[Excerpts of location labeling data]

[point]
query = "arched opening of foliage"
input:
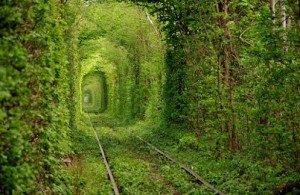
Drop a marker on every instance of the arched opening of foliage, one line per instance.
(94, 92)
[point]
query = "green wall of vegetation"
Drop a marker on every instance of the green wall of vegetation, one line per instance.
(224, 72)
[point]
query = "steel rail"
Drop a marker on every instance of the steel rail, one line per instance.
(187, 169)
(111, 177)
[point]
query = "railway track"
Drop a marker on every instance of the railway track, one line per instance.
==
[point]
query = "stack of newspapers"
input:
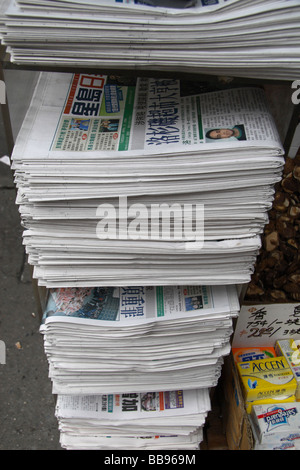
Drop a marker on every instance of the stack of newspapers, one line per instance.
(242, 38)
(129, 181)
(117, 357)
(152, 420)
---
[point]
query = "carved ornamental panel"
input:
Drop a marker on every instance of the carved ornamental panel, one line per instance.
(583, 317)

■ **Task statement**: Count the lines in the entries above that contain the string "green", matching case exactly, and reply with only the number.

■ **Written reply**: 2